## What you need to do
Arrange the lines below as a two-column CSV with the headers "target" and "points", one row per line, putting its text and its answer each in a single quoted field and turning any line breaks into spaces.

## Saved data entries
--*--
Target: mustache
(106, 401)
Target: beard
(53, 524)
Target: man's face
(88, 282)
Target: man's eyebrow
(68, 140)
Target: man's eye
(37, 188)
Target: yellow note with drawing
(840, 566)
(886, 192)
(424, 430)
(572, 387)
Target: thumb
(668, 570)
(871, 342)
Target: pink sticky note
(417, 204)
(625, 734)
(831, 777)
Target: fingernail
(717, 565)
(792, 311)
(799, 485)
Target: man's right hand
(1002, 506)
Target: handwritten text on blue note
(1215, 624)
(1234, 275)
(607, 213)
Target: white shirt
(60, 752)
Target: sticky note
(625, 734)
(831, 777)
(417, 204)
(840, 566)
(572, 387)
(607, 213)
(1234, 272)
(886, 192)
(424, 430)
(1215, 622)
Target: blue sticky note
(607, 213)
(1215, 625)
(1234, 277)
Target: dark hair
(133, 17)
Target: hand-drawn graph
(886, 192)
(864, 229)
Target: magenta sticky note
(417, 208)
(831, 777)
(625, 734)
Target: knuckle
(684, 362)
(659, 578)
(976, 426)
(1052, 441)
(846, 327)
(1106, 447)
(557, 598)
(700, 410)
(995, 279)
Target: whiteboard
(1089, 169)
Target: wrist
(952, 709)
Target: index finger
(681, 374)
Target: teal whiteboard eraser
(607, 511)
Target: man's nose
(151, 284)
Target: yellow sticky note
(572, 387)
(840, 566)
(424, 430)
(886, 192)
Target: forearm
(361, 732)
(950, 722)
--*--
## Task solution
target,points
"Target: mustache","(106, 401)"
"Target: beard","(53, 524)"
"Target: man's face","(88, 282)"
"Target: man's eyebrow","(68, 140)"
"Target: man's eye","(37, 188)"
"Target: yellow note with drawing","(840, 566) (886, 192) (424, 430) (572, 387)"
"Target: thumb","(668, 570) (871, 342)"
"Target: pink sticky note","(417, 204) (625, 734) (831, 777)"
"Target: fingernail","(717, 565) (792, 311) (799, 485)"
"Target: man's right hand","(1002, 506)"
"Target: handwritten text on blue note","(1215, 624) (1234, 275) (607, 213)"
"Target: white shirt","(60, 752)"
"Target: sticky note","(625, 734) (831, 777) (417, 204) (840, 566) (572, 387) (607, 213) (1234, 272) (886, 192) (424, 430) (1215, 622)"
"Target: blue sticky note","(607, 213) (1215, 625) (1234, 277)"
"Target: dark hair","(133, 17)"
"Target: hand-drawn graph","(886, 192) (864, 229)"
"Target: magenta sticky note","(417, 208) (831, 777) (625, 734)"
"Target: knuckle","(684, 362) (659, 578) (976, 426) (1052, 441) (846, 327) (1106, 447) (557, 598) (700, 410) (995, 279)"
"Target: whiteboard","(1089, 169)"
"Target: wrist","(952, 709)"
"Target: index finger","(681, 374)"
"Target: teal whiteboard eraser","(607, 511)"
"Target: man's nose","(151, 284)"
"Target: yellow sticky note","(572, 387) (840, 566) (424, 430) (886, 192)"
"Target: forearm","(361, 732) (950, 722)"